── LISTED ENTRIES ──

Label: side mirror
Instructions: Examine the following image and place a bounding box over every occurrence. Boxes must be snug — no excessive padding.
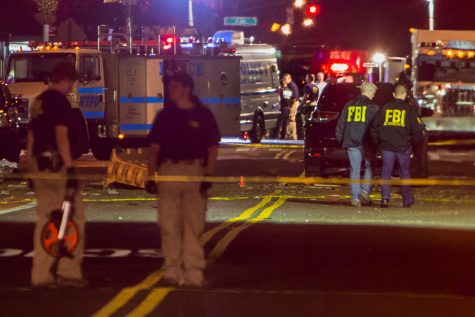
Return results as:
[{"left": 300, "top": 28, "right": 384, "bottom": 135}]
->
[{"left": 420, "top": 106, "right": 434, "bottom": 118}]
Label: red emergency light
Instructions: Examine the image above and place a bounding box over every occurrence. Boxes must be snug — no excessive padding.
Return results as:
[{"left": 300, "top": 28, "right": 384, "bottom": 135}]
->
[
  {"left": 330, "top": 63, "right": 350, "bottom": 73},
  {"left": 306, "top": 4, "right": 321, "bottom": 16}
]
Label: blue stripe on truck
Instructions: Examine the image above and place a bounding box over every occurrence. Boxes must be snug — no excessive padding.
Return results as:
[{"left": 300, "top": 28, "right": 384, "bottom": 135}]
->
[
  {"left": 120, "top": 124, "right": 153, "bottom": 131},
  {"left": 83, "top": 111, "right": 104, "bottom": 119},
  {"left": 78, "top": 87, "right": 106, "bottom": 94},
  {"left": 120, "top": 97, "right": 165, "bottom": 103}
]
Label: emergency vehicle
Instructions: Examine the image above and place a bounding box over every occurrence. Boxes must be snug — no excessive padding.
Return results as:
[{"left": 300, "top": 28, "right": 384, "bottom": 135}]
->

───

TASK
Reproduce each entry exactly, without the pictures.

TASK OUTPUT
Label: side mirror
Instructions: Examine the following image and place a bounding box over every occurrence. Boxes must be snug — no excessive padding.
Return results as:
[{"left": 300, "top": 28, "right": 384, "bottom": 135}]
->
[{"left": 420, "top": 106, "right": 434, "bottom": 118}]
Label: red emergency light
Instructions: Examine the image above and place a bounding box over every occurrence. Boxes must be snug — no excessive padding.
Return results as:
[{"left": 300, "top": 28, "right": 384, "bottom": 135}]
->
[
  {"left": 330, "top": 63, "right": 350, "bottom": 73},
  {"left": 306, "top": 4, "right": 321, "bottom": 16}
]
Label: blue stripe on truck
Instructions: Examine the image above and place a bounding box over every occurrence. Boxes must be snug — no excessive padding.
Return results as:
[{"left": 300, "top": 28, "right": 384, "bottom": 135}]
->
[
  {"left": 120, "top": 124, "right": 153, "bottom": 131},
  {"left": 83, "top": 111, "right": 104, "bottom": 119},
  {"left": 78, "top": 87, "right": 106, "bottom": 94},
  {"left": 120, "top": 97, "right": 165, "bottom": 103}
]
Label: emergency vehicle
Instructions: Examine the image above and place a bounding box over every occurrence. Boxes must be snug — no excessive padding.
Return results as:
[{"left": 300, "top": 28, "right": 384, "bottom": 135}]
->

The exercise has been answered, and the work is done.